Requests
• A. In the passage on the SEC's spot bitcoin ETF approval, what does Gensler say pushed him to approve?
• B. Reproduce word for word the part of the bitcoin ETF passage that opens with the words containing "And several asset" and closes with "of Better Markets.".

Provided passage
──────────
The limited access some firms are opting for is likely due to compliance and risk concerns, some of which are noted below.
Even before the spot bitcoin ETFs launched, the battle to lower fees for customers began, with major firms dropping their costs in the days leading to the SEC’s approval on January 10.
There was going to be undue attention to them no matter what – and they were launching pretty much at the same exact time – so the race to the bottom of the fee heap due to all this attention was so pronounced that a few of them (like Bitwise) even offered their ETFs free for the first six or 12 months.
Asset managers already want more
You can hardly blame the companies and their enthusiastic investors. Some firms are already seeking to offer variations of the funds, such as options tied to the ETFs, so investment professionals can make wagers on future gains or hedge against losses.
Grayscale was born ready: The firm has issued a new filing for a new product called the Grayscale Bitcoin Trust Covered Call (GBTC) ETF, which will seek income by buying and selling options on bitcoin while also giving investors bitcoin price exposure. If it is approved, that is.
And several asset manager have filed applications to launch the first ETFs that track ether, which is the second-largest cryptocurrency.
That excites some folks and worries others incredibly. “The approval of spot bitcoin ETPs was a historic mistake, unsupported by the facts or law. It is little more than an ETP for Ponzi schemes,” said Dennis Kelleher, co-founder and president of Better Markets.
The SEC’s 3-2 vote
Gary Gensler, Hester Peirce and Mark Uyeda came together to deliver the slim 3-2 majority vote. Did Chair Gary Gensler approve reluctantly, while holding his nose? Probably, but he did it.
Gary Gensler
Under his leadership, the SEC has previously rejected applications for the spot bitcoin ETF on the grounds that digital assets for the most part have been so vulnerable to market manipulation and fraud, with the Chair specifically calling for more regulation before retail investors could gain more access to the crypto marketplace.
Gensler said a court ruling last year in favor of Grayscale had pushed him to this decision. “Based on these circumstances and those discussed more fully in the approval order, I feel the most sustainable path forward is to approve the listing and trading of these spot bitcoin ETP shares,” he said. He added that investors should remain cautious about the myriad risks associated with bitcoin and products whose value is tied to cryptocurrency in general. (ETP refers to exchange-traded products.)
In the lawsuit, Grayscale had argued that the market for spot bitcoin and the already existing bitcoin futures one at the CME were closely correlated, and the judges sided with the crypto asset manager.
Mark Uyeda
Although Commissioner Uyeda supported the decision, his statement said the approach to approval taken amounted to “merit regulation” with the SEC requiring the applying firms to jump through so many hoops. “The Approval Order invents a novel, previously unarticulated standard to form the basis for approval,” he said.
Uyeda points out that the SEC required each exchange to establish it has a “comprehensive surveillance-sharing agreement with a regulated market of significant size related to spot bitcoin”.
Peirce issued a statement (partly entitled: “Out, Damned Spot! Out, I Say!”) in which she said the decision to approve the 11 spot bitcoin ETF applications did not compensate for “the disparate treatment of spot bitcoin products”.
──────────
Supplied information
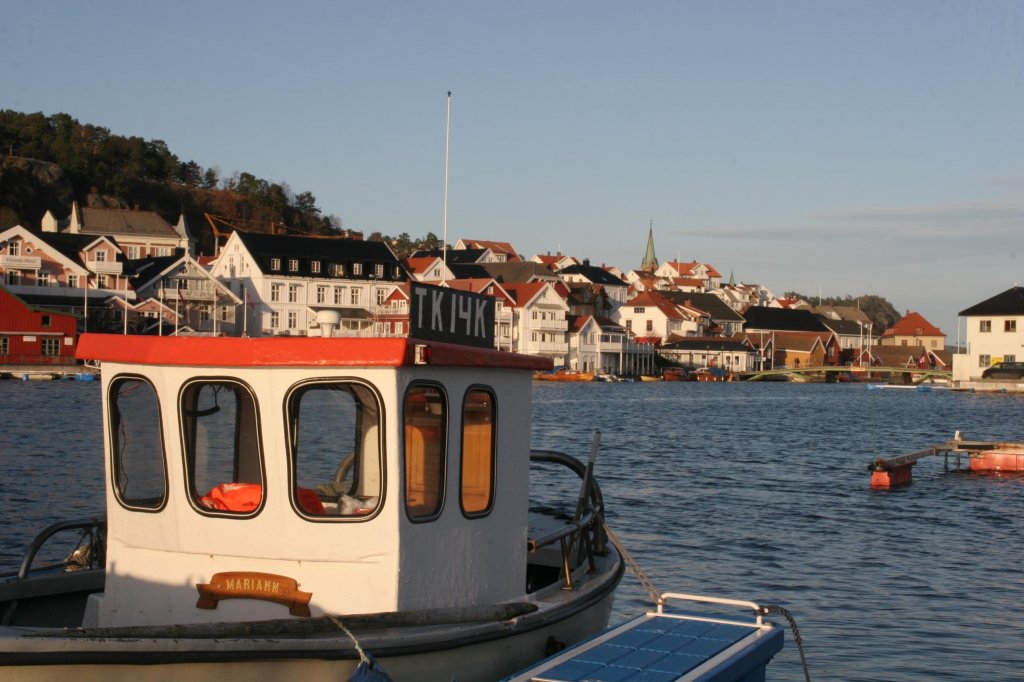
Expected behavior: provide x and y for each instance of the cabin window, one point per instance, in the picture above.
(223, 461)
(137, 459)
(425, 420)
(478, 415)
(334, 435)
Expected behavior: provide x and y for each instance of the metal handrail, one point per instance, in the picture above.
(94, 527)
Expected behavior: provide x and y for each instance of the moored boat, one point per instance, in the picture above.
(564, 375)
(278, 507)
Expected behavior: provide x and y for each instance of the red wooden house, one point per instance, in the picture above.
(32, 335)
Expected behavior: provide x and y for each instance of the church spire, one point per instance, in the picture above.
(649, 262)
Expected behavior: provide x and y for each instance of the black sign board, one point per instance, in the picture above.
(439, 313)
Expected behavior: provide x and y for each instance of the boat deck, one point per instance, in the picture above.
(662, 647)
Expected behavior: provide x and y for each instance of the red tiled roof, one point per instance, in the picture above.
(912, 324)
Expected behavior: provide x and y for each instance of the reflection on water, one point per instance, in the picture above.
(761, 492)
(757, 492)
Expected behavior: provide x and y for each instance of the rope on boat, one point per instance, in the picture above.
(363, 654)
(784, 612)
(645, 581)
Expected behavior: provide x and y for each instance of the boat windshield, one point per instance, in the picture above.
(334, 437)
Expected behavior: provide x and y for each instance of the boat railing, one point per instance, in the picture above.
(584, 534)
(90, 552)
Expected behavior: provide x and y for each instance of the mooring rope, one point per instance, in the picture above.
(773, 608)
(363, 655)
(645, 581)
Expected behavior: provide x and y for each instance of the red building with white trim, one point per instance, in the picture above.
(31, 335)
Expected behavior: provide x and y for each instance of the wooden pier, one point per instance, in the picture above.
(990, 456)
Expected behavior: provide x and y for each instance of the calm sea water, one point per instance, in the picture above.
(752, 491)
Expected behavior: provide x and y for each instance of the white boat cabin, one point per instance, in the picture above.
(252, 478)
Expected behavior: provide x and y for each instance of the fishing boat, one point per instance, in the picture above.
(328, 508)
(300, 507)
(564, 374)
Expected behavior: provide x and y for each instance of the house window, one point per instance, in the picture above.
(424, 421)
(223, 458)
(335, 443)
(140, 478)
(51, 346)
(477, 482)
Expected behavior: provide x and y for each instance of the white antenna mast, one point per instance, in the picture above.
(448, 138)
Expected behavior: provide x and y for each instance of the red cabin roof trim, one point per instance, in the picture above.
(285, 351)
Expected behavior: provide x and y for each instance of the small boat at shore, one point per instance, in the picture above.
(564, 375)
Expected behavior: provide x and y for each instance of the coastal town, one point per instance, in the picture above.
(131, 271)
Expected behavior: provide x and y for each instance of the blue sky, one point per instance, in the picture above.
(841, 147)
──────────
Answers
• A. A court ruling last year in favor of Grayscale.

• B.
And several asset manager have filed applications to launch the first ETFs that track ether, which is the second-largest cryptocurrency.
That excites some folks and worries others incredibly. “The approval of spot bitcoin ETPs was a historic mistake, unsupported by the facts or law. It is little more than an ETP for Ponzi schemes,” said Dennis Kelleher, co-founder and president of Better Markets.